──────── Given data
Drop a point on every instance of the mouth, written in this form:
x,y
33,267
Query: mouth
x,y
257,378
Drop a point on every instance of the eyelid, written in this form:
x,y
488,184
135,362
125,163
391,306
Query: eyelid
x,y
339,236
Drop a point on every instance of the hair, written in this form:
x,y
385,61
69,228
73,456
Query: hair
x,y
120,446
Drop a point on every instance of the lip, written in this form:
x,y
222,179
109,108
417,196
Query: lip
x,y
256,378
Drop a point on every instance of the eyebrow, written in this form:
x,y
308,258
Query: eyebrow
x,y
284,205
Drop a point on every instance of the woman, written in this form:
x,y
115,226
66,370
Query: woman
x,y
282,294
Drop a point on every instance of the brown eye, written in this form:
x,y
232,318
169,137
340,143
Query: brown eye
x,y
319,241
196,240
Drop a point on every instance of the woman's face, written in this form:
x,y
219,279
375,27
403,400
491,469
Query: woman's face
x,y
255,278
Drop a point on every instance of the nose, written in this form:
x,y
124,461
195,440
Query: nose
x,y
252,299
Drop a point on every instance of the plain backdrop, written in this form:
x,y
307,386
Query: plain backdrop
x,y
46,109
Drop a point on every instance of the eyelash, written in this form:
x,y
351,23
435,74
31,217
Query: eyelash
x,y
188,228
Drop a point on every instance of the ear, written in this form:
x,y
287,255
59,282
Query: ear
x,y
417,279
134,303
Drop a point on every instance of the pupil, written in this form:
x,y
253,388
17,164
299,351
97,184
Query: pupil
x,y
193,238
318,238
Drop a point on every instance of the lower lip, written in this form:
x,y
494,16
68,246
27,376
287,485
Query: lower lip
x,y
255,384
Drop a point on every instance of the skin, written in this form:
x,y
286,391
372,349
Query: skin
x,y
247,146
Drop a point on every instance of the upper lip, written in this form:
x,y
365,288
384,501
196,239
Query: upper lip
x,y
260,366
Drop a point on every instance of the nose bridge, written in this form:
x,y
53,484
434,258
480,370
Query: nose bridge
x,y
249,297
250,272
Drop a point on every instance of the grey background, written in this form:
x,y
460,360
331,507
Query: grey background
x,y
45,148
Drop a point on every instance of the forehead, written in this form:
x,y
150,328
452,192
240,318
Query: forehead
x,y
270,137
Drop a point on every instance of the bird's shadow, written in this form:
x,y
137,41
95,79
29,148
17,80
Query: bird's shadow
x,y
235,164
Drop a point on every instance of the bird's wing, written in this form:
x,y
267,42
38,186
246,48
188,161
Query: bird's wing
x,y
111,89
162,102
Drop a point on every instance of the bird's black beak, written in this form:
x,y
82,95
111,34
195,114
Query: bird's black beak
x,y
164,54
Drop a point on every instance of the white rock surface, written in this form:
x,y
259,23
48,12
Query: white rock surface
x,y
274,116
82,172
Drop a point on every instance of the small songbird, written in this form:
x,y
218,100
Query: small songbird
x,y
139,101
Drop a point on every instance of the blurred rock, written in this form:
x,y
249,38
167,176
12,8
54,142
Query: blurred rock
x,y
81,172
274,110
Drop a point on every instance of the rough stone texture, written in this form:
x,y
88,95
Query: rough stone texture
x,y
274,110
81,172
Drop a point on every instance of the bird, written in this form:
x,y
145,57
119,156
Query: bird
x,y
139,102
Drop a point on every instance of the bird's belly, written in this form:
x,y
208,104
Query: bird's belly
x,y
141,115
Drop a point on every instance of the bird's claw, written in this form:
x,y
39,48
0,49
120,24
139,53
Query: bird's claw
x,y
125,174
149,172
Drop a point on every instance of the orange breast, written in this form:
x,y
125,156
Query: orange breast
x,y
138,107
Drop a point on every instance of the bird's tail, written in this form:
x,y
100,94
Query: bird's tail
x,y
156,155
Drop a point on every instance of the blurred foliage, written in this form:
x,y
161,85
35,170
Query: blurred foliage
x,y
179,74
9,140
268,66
────────────────
◆ What you have to do:
Turn every line of the entries above into a numbered list, omitting any blank lines.

◆ Result:
1. Drop a point on every instance of the mouth, written in this form:
2. x,y
3. 33,267
4. Query: mouth
5. x,y
6. 257,378
7. Drop a point on every instance of the eyelid, written in this form:
8. x,y
9. 488,184
10. 135,362
11. 125,163
12. 391,306
13. Query: eyelid
14. x,y
15. 339,236
16. Drop a point on every instance of the hair, written in this form:
17. x,y
18. 385,61
19. 69,228
20. 73,456
21. Query: hair
22. x,y
23. 120,446
24. Drop a point on every instance of the lip, written in this form:
25. x,y
26. 222,179
27. 109,108
28. 417,196
29. Query: lip
30. x,y
31. 256,378
32. Drop a point on every instance of the eyebrow, written in this form:
33. x,y
34. 308,258
35. Query: eyebrow
36. x,y
37. 284,205
38. Drop a point on every instance of the woman, written in this form:
39. x,y
40. 115,226
41. 66,370
42. Query: woman
43. x,y
44. 282,294
45. Drop a point on every instance of the brown eye, written in this form:
46. x,y
47. 232,318
48. 169,137
49. 340,143
50. Query: brown eye
51. x,y
52. 319,241
53. 196,240
54. Drop a point on every instance of the woman's face, written in this form:
55. x,y
56. 219,279
57. 375,27
58. 403,400
59. 491,469
60. Query: woman's face
61. x,y
62. 255,278
63. Drop a point on every instance of the nose, written in this form:
64. x,y
65. 124,461
66. 195,440
67. Query: nose
68. x,y
69. 252,299
70. Drop a point on every instance of the plain backdrop, written in this form:
71. x,y
72. 307,386
73. Query: plain backdrop
74. x,y
75. 46,109
76. Drop a point on every instance of the eyelash, written in this form:
77. x,y
78. 351,23
79. 435,74
80. 31,217
81. Query: eyelash
82. x,y
83. 188,228
84. Drop a point on every instance of the ear, written in this form:
85. x,y
86. 287,255
87. 59,282
88. Query: ear
89. x,y
90. 417,279
91. 134,303
92. Drop a point on every instance of the pupil, written in this form:
93. x,y
94. 253,388
95. 17,164
96. 299,351
97. 97,184
98. Query: pupil
99. x,y
100. 193,238
101. 318,238
102. Drop a point on every instance of the lower lip, written in this form:
103. x,y
104. 494,16
105. 68,246
106. 27,376
107. 287,485
108. Query: lower lip
109. x,y
110. 255,384
111. Drop a point on every instance of the skin, written in this form:
112. x,y
113. 286,391
114. 372,349
115. Query: skin
116. x,y
117. 247,146
118. Drop a point on every instance of the upper lip, written in this form:
119. x,y
120. 365,288
121. 384,501
122. 196,239
123. Query: upper lip
124. x,y
125. 260,366
126. Drop a point on every instance of the nose bridge, written in this form:
127. x,y
128. 53,484
129. 434,258
130. 480,370
131. Query: nose bridge
132. x,y
133. 249,297
134. 250,272
135. Drop a point on every instance of the grey background, written in this form:
136. x,y
137. 460,360
138. 331,507
139. Query: grey background
140. x,y
141. 45,148
142. Drop a point on every instance of the forehead, written in this form:
143. x,y
144. 150,328
145. 452,192
146. 240,318
147. Query: forehead
148. x,y
149. 270,137
150. Drop a point on every instance of the bird's shadow, written in this form:
151. x,y
152. 137,41
153. 95,79
154. 29,148
155. 17,80
156. Query: bird's shadow
157. x,y
158. 235,164
159. Drop a point on every instance of the bird's wing, written in this form:
160. x,y
161. 267,42
162. 38,186
163. 246,48
164. 188,161
165. Query: bird's wing
166. x,y
167. 111,89
168. 162,102
169. Drop a point on every instance of the bird's black beak, written in this form:
170. x,y
171. 82,95
172. 111,34
173. 195,114
174. Query: bird's black beak
175. x,y
176. 164,54
177. Drop a point on every instance of the white rock surface, written in this form:
178. x,y
179. 259,23
180. 48,12
181. Query: white rock surface
182. x,y
183. 274,116
184. 82,172
185. Drop a point on every instance of the small songbird, written in this form:
186. x,y
187. 218,100
188. Query: small songbird
189. x,y
190. 139,101
191. Drop a point on every instance of the blurred rock, written in this form:
192. x,y
193. 249,38
194. 167,176
195. 12,8
196. 54,142
197. Query: blurred rock
198. x,y
199. 81,172
200. 274,110
201. Drop a point on every instance of the rough stone texture, written in this form:
202. x,y
203. 88,95
204. Query: rough stone texture
205. x,y
206. 274,110
207. 81,172
208. Drop a point on every instance of the bird, written in this form:
209. x,y
210. 145,57
211. 119,156
212. Query: bird
213. x,y
214. 139,102
215. Drop a point on every instance of the bird's belly, written in this form:
216. x,y
217. 208,104
218. Query: bird's belly
219. x,y
220. 141,115
221. Drop a point on every instance of the bird's claw, written in this form:
222. x,y
223. 39,48
224. 0,49
225. 120,24
226. 139,53
227. Query: bird's claw
228. x,y
229. 125,174
230. 149,172
231. Drop a point on every instance of the orange breast, written in this form:
232. x,y
233. 125,156
234. Query: orange breast
235. x,y
236. 138,107
237. Drop a point on every instance of the bird's tail, written in this form:
238. x,y
239. 100,94
240. Query: bird's tail
241. x,y
242. 156,155
243. Drop a point on every instance of the blurred foliage, written in this form:
244. x,y
245. 161,85
246. 35,170
247. Query: blurred foliage
248. x,y
249. 179,74
250. 9,140
251. 268,66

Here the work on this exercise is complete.